Work request »
Restate only the tail of the data below, starting at the line that contains "of the window" and including the last line, word for word.

::::

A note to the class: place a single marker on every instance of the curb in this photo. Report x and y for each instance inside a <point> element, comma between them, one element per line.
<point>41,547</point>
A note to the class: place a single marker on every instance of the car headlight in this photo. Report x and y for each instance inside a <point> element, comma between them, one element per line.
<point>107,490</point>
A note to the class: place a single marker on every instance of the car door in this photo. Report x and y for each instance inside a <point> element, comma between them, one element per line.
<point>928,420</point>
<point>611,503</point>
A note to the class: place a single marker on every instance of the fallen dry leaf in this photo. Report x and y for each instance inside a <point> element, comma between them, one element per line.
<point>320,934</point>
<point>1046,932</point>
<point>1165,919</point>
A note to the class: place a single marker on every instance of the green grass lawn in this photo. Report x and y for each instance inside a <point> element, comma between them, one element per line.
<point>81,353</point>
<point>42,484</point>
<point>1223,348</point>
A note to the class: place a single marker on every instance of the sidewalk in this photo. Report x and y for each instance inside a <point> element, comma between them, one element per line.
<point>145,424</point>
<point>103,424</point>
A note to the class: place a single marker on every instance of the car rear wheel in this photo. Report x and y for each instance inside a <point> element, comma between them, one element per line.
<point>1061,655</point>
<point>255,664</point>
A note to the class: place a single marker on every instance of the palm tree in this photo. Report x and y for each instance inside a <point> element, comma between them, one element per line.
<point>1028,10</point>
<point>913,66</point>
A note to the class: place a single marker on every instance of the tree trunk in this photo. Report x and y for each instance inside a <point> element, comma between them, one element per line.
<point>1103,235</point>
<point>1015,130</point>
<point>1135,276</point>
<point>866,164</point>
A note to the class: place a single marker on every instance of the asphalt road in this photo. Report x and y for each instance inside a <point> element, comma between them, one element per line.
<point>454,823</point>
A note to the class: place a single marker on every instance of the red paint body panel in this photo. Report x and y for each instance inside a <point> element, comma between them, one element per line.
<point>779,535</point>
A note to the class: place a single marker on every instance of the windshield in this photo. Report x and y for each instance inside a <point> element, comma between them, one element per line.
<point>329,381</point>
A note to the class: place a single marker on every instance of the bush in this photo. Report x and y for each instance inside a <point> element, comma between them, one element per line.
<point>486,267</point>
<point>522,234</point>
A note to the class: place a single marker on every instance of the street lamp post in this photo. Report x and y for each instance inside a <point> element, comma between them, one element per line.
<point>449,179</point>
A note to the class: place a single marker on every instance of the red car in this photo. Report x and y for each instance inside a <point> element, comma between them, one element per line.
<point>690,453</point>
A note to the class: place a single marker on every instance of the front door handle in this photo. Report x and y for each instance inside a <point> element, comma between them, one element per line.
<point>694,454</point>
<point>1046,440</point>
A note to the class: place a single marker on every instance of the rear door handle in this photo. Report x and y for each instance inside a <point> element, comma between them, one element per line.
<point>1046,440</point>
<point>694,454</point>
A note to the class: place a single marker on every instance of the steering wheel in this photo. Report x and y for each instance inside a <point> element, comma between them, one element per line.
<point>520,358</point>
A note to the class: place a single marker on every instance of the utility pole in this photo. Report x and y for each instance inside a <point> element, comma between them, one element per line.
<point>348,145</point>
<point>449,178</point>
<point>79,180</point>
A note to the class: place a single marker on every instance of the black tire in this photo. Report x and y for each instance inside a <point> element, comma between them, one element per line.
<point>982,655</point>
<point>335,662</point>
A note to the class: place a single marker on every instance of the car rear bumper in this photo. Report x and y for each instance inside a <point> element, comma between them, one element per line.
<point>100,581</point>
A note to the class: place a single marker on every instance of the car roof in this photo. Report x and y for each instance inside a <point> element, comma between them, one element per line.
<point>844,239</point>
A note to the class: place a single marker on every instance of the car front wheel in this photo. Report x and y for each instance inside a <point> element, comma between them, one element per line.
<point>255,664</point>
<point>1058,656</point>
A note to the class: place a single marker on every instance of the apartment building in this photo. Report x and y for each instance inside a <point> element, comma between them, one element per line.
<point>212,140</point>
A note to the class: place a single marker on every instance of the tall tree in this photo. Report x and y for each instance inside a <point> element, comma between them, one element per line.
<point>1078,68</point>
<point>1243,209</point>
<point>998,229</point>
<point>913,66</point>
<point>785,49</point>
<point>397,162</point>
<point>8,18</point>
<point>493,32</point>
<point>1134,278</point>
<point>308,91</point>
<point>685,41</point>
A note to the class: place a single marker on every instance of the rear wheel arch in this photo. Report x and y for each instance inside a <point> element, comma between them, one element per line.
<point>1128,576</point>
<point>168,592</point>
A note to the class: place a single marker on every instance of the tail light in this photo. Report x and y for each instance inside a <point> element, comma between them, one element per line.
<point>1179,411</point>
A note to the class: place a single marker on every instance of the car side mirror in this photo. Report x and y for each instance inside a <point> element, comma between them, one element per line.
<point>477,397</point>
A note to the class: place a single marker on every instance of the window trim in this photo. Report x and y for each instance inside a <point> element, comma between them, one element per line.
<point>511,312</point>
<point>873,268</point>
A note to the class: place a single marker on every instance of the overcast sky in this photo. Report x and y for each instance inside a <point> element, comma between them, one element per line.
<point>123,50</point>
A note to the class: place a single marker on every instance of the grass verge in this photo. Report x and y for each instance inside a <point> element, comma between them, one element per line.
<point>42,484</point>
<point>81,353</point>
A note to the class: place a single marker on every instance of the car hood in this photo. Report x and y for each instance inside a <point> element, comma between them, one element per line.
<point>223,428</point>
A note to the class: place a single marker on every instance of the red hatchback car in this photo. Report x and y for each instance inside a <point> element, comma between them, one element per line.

::::

Exercise result »
A note to the class: place a single marker on every instance of the window trim in this photo. Report x and y for each instance inside a <point> element, comma between them, one element per line.
<point>511,312</point>
<point>873,268</point>
A note to the class: place a single marker on every instance of the overcast sky in this photo. Report x and y for each instance inside a <point> element, comma between them, one element per line.
<point>123,50</point>
A note to the class: place a single marker on every instance of the grass verge in this photo. Report x and y for each instance inside a <point> element, comma between them, one element per line.
<point>42,484</point>
<point>81,353</point>
A note to the class: place a single marker on every instance of the car hood in this photo. Report x and y for each instance inside a <point> element, comma between them, one element per line.
<point>223,428</point>
A note to the class: place a single marker on every instance of the red hatchback car in this photo. Report x and y for each instance inside a <point> element, comma between them, one element per line.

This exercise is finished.